● **Problem to solve**:
Identify every line below that contains the word "bison", and copy each of those lines in full.

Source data

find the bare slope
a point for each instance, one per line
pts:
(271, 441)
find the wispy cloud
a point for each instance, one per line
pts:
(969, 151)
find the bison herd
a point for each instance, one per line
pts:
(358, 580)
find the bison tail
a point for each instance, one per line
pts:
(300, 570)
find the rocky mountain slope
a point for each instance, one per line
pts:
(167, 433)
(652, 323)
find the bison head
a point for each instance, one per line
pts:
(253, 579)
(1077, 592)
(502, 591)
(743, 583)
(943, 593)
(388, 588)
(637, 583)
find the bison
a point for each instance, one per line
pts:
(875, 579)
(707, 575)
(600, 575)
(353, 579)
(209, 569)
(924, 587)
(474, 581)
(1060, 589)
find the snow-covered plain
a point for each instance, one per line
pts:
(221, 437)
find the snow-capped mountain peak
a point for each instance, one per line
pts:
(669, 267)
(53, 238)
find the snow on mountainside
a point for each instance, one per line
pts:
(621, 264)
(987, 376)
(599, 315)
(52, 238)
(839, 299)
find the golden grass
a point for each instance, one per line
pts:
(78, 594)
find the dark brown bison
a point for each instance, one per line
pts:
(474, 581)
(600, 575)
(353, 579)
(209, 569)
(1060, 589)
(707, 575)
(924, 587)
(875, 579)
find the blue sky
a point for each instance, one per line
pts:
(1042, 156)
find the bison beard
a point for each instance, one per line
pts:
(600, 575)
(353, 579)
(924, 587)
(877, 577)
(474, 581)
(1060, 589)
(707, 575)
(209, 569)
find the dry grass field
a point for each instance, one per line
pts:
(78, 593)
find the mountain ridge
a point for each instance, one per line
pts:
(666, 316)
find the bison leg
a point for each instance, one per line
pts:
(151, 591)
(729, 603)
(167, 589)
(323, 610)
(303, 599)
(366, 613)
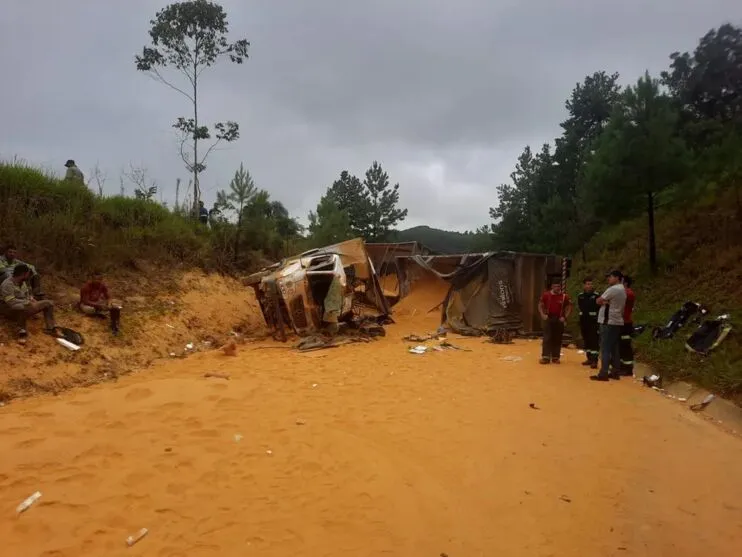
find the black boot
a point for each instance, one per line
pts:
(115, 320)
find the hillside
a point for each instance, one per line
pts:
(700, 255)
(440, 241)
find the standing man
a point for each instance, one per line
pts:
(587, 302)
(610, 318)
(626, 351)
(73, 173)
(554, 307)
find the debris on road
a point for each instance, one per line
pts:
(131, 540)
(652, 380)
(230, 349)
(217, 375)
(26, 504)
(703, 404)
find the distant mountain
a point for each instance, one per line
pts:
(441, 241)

* * *

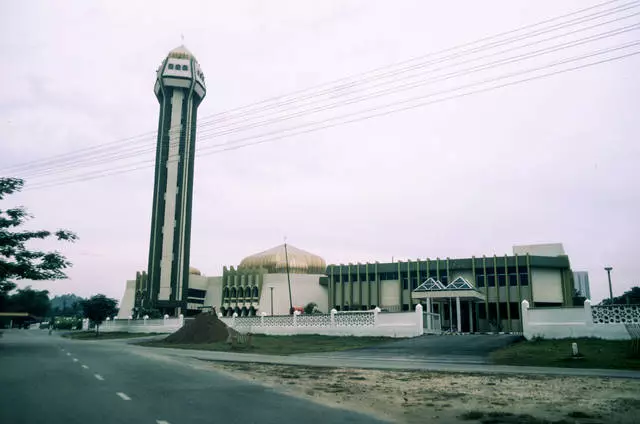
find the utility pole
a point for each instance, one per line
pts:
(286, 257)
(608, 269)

==

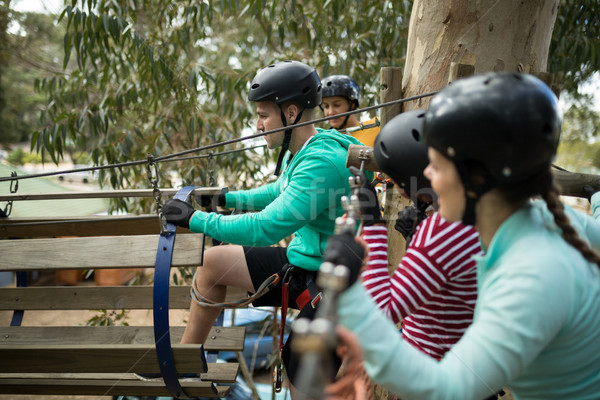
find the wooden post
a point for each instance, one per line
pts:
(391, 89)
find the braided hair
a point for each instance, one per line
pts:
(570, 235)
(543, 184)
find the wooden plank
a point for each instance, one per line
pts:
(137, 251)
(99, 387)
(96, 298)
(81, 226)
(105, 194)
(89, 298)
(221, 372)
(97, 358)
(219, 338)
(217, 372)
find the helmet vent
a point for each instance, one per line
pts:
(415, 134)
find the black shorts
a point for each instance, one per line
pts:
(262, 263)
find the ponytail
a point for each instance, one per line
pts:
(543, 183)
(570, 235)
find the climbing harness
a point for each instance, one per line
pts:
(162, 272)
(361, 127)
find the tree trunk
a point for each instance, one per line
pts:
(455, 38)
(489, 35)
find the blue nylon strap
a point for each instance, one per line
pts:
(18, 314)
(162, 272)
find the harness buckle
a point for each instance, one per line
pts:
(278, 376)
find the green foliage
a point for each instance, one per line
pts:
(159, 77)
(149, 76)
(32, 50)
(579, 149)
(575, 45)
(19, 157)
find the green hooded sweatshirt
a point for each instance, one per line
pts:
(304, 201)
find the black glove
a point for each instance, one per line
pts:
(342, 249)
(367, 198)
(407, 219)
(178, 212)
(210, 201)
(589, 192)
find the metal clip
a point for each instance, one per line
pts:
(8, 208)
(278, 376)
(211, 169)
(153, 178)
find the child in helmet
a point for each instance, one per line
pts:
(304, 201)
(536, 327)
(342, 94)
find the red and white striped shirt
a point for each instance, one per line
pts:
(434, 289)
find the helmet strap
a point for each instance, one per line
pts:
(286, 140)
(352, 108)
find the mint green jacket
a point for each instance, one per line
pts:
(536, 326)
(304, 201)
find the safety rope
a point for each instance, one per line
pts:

● **Exercise solution**:
find the bison herd
find the bison tail
find the bison head
find the bison
find the dark brown bison
find the bison beard
find the bison leg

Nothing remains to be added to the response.